- **Set of tasks**:
1. In the essay on AGI, the sentence beginning "The practical kind" describes a system. List each thing that sentence says the system does or does not need.
2. Continue the essay on AGI from its final sentence.

** Opening Provided passage block **

We Could Have Had AGI By Now
We could have had AGI by now.
Not the sci-fi kind. Not a god in a box. The practical kind — a system that learns a profession, keeps working for weeks, gets better from experience, and does not need someone watching it every thirty minutes. The kind you run on your own computer for less than a hundred dollars a month.
Not an engineered artifact with a fixed design. A complex system — one where capabilities emerge from simple parts interacting. The way a living organism emerges from cells, not from a blueprint.
The building blocks have been available for months. None of them are exotic. None of them required a breakthrough. What they required was a different bet: scale the architecture, not just the model.
LLMs Are Electricity. Agents Are Toasters. (Again.)
If you read the first essay, you already know: LLMs are electricity. Agents are toasters. The structure turns raw power into repeatable work.
This essay extends that idea to a harder question: what would actual AGI look like, and why does scaling the electricity feel like the wrong path?

** Closing Provided passage block **
** Opening Recorded information block **

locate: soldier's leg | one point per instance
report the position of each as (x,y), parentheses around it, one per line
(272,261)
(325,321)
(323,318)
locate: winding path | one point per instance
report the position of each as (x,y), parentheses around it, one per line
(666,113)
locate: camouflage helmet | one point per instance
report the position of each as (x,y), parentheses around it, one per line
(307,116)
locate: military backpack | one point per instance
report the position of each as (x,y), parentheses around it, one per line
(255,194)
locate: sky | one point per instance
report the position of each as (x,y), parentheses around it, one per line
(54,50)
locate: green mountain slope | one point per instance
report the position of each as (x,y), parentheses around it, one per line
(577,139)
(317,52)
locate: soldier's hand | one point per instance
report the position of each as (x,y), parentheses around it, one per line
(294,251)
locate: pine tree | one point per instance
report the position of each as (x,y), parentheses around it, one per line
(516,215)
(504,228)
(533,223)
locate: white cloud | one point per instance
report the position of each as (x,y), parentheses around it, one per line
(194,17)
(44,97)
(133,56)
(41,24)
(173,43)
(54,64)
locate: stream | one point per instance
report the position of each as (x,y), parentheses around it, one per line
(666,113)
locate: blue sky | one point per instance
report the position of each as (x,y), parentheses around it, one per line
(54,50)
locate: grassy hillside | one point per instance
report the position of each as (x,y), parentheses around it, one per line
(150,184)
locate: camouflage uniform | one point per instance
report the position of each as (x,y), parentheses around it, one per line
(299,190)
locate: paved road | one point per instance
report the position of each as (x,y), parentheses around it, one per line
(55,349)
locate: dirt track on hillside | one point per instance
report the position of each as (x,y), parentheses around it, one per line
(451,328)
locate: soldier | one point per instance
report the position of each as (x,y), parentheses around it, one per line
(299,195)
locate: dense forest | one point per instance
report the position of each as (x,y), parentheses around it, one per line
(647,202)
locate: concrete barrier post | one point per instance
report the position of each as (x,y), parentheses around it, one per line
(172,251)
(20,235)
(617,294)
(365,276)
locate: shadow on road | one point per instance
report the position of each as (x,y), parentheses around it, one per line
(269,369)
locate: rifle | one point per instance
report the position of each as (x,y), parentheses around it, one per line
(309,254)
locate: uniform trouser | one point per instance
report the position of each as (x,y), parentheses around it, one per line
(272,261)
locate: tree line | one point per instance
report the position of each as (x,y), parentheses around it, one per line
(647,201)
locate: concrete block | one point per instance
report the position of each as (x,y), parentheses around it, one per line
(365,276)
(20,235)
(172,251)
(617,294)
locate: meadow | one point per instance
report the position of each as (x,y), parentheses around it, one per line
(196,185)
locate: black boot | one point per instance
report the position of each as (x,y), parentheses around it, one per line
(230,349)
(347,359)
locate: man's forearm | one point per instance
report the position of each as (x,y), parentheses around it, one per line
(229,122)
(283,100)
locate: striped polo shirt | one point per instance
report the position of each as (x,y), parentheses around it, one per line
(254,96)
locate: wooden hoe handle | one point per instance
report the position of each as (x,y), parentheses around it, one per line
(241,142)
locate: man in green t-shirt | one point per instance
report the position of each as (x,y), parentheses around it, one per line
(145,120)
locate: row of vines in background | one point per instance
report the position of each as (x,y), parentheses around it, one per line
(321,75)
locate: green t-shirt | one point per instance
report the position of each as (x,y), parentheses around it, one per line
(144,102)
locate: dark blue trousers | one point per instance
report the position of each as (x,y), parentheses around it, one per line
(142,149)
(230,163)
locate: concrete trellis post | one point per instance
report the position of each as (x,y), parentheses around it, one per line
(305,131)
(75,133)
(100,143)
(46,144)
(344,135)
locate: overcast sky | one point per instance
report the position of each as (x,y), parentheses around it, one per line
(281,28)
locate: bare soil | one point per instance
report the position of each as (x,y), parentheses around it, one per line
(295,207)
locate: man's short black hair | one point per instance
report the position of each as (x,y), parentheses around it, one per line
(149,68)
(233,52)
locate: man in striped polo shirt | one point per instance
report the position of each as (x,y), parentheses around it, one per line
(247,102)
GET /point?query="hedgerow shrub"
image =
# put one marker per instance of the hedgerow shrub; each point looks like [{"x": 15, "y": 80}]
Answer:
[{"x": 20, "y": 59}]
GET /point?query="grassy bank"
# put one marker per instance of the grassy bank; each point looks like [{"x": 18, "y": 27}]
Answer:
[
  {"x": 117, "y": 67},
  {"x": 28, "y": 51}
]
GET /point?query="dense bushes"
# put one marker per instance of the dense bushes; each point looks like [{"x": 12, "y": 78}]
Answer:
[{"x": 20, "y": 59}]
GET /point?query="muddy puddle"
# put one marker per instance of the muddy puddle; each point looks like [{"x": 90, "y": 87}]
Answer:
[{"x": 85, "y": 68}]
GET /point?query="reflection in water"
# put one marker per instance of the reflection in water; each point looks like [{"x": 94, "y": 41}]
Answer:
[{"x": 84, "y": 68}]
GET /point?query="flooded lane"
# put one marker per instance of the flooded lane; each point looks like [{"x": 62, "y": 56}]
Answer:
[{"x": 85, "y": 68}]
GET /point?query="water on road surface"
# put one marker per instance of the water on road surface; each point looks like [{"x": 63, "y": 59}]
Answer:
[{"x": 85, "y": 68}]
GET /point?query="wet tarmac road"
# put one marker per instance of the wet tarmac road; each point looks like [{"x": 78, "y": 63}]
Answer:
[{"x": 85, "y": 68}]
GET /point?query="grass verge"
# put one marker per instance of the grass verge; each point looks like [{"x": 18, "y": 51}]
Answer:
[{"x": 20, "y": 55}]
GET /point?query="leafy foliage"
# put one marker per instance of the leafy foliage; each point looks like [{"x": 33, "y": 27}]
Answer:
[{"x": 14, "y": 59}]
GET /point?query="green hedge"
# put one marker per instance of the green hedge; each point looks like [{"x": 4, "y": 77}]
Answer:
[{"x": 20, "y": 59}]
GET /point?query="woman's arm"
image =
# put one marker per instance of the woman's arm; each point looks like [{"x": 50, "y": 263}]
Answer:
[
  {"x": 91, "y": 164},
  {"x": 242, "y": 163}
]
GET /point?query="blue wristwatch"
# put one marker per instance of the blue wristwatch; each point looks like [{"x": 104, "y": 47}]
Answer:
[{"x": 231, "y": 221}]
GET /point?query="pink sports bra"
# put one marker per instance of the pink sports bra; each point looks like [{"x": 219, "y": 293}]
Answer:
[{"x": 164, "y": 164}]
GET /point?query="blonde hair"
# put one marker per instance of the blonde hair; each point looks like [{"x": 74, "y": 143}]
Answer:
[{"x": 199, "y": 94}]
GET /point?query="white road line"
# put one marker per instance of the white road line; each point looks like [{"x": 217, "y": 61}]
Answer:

** Closing Recorded information block **

- **Written responses**:
1.
- Learns a profession
- Keeps working for weeks
- Gets better from experience
- Does not need someone watching it every thirty minutes

2.
Scaling the electricity will not build the toaster. It will build a brighter arc.
But here is the thing: do not build a toaster. A toaster is an engineered artifact. Fixed wires, fixed outcome. No matter how much toast it makes, it never becomes a television. It cannot grow new capabilities from experience. That is the nature of engineered things — they do exactly what they were designed to do, nothing more. If something like AGI emerges from a token generator, it will not be because someone engineered a better appliance. It will be because someone grew a complex system — one that rewires itself through use.
A Lawyer Is Not One Giant Thought
People overestimate how much a profession is raw IQ and underestimate how much it is disciplined workflow.
A competent professional is a pipeline: intake, scoping, research, synthesis, drafting, review, iteration, risk management. Most of these steps are not mysterious. They are repeatable.
The hard part is not generating text. The hard part is staying on every step, holding scope, remembering constraints, and avoiding the same mistakes twice. None of that survives when your tokens vanish the moment the context window fills up. We solved the generation problem. What we never solved is the preservation problem — how to keep those tokens organized, accessible, and persisted into something durable past the next session. A bigger generator just produces more tokens to lose.
That is organization. Not intelligence.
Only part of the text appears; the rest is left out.